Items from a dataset
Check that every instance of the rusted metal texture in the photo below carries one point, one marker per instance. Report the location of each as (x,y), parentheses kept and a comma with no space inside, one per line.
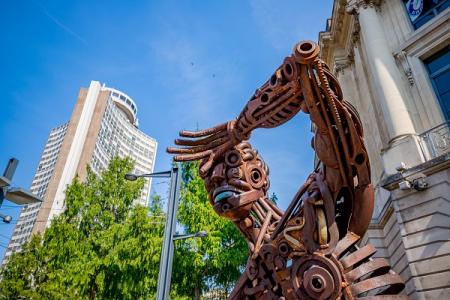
(310,250)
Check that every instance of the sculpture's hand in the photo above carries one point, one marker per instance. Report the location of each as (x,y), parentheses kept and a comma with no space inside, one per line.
(206,145)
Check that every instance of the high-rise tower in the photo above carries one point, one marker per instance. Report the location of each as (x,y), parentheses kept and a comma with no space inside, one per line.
(103,124)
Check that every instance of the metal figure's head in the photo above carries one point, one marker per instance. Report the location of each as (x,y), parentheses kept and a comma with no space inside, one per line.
(236,180)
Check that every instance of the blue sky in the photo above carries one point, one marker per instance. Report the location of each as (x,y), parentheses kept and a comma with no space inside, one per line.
(187,65)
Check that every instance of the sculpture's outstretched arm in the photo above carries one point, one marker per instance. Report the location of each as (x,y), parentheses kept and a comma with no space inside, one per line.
(309,251)
(302,82)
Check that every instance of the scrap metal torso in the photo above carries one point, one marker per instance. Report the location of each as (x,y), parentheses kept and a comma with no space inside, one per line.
(310,250)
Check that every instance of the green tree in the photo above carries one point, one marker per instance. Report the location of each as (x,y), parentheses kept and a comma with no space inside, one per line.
(212,263)
(101,247)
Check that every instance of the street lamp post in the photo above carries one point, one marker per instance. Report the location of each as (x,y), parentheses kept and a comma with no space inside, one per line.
(13,194)
(165,266)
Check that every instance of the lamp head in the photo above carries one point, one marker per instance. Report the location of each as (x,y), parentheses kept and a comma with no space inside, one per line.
(131,177)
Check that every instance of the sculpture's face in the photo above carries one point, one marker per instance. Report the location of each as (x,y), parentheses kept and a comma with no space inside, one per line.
(236,180)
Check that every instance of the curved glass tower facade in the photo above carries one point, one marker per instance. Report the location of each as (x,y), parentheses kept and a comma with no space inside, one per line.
(103,124)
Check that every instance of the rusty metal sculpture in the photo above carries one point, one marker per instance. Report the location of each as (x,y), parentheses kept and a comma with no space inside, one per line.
(309,251)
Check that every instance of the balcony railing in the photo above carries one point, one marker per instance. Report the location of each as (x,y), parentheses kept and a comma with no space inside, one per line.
(436,141)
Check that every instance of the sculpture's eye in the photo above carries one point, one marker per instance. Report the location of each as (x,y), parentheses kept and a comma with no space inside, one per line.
(233,158)
(256,176)
(234,173)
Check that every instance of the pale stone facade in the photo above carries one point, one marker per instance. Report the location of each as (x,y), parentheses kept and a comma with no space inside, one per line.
(382,53)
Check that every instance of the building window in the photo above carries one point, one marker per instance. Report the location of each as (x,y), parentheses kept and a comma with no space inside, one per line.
(438,67)
(422,11)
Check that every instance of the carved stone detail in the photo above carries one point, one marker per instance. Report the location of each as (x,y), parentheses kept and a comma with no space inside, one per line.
(402,60)
(353,6)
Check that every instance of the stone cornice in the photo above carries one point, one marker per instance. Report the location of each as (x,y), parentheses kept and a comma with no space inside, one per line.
(353,6)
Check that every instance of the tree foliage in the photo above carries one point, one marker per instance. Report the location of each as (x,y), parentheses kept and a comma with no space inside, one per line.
(104,247)
(101,247)
(212,263)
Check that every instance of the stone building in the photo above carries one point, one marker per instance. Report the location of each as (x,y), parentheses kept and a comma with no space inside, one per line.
(392,59)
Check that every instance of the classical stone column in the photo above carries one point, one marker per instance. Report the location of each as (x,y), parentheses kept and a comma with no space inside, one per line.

What to produce
Without including any picture, set down every line above exactly as it stands.

Exercise solution
Check that every instance of the rusted metal texture in the photo below carries one point, one marker per instance. Report the location of each as (x,y), parentheses kept and a comma with no space inside, one per line.
(310,250)
Check that every instance of the sculpture's hand in the photo above carries one point, one marker per instance. Report the location of each as (x,y), parentheses kept and a comma with no space inside, one per line.
(206,145)
Check that every instance of the high-rise tower in the photo above carries one point, one marker per instance. Report the location of each as (x,y), parentheses kept and a comma with no space inside, one per line.
(103,124)
Check that every instance of the metal figure's head in the photo above carries one point, one marker per instance. Report the location of each as (x,y), parentheses kept and a comma with no space inside, one per line.
(236,180)
Check that every instance of the blue sky in the photo above carries one point, one marker per instance. Report the location of each as (x,y), parentheses kept and a comma with no space inside, one per line.
(187,65)
Check that every instance of the sculpture's outstretched arm in the photo above carries one point, one marker per instance. Report the location of each as (x,y), parentheses kept and a comma with no space inside, one per line.
(309,251)
(302,82)
Check that every instance of the scrap metal torso in the photo above carries one point, one marker per instance. Report the location of each as (x,y), parentheses kept and a comma with no space inside, one per line.
(310,250)
Check that every instance of the green tree in the photo above carries one point, one marker per instance. Report the location of each as (x,y), parentheses kept and a comma with no space inside, one per line.
(212,263)
(101,247)
Check that every instance of the street lamp post in the photo above carries one point, one marker per instance. Report the location of each as (x,y), parentheses kept and a comma with no space inside, one per line.
(13,194)
(165,266)
Check that every instance of the lamp head in the photo above carries one point, one marker per instance. Report the location of each as (x,y), parentheses kept and a comma with no space inside, one per line.
(131,177)
Check that every instance of the sculpture's face in the photo above carries one point, one marker per instance. Report the location of each as (x,y), parentheses kept and a comma with no space inside, one per line.
(236,180)
Check that every instance of the curved glass tower facade in the photo above carries one point, one marker per instance. Report the location of each as (x,y), parentheses kept and a comma with no space inside, one per line.
(103,124)
Check that every instance of the rusty metal sculpture in the photo above carries one point, one marker per instance. Report the location of each as (x,y), parentheses kept and a comma with no space inside, one per line.
(309,251)
Check that every instance of the balcony railing in the photo above carries one point, one marker per instance. Report the location of each as (x,y), parentheses kept and a comma with no space inside, one per line.
(436,141)
Check that every instance of the sculpture's eye in the photo above carries one point, one marker per instance. Report the location of each as (x,y), parentheses kept and a comma with no space inside, one per line.
(233,158)
(256,176)
(234,173)
Check that every instance of the pale stone facade in the photo above carries one point, one marker per instance. Report the location of each as (x,y), parentheses kept and a comma with no space inside, one per line.
(382,53)
Check that every instance of the building window in the photo above carries one point, one marker per instance. Report the location of each as (x,y), parentheses kept and a comma with no space inside, one per line.
(438,67)
(422,11)
Check that every instance of the carved stone detail in the photo above carries one point, one marker per instance. Report the location of each as (x,y), parentheses kept and a comma with no space inside, one per line.
(402,60)
(353,6)
Check that every instance of the stone cornice in the photo above carries one point, one marker per instance. Report the location of each as (x,y), parentheses kept and a comma with no space inside, one per line.
(353,6)
Check that every instance of the tree foliage in the photo above carries one point, one marker per instance. Report the location of each as (x,y), parentheses kept and a comma with no space inside, one per line.
(104,247)
(101,247)
(212,263)
Check that every instance of the stone building in the photo above carries one point, one marker per instance. Report the location of each as (x,y), parentheses kept and a comma with no space inside, one per line.
(392,59)
Check that every instance of the classical stone column in the photo above carries one point, one marker per instance. Report the location of each as (x,y), parentheses kept and a comma with no space inside, one per line.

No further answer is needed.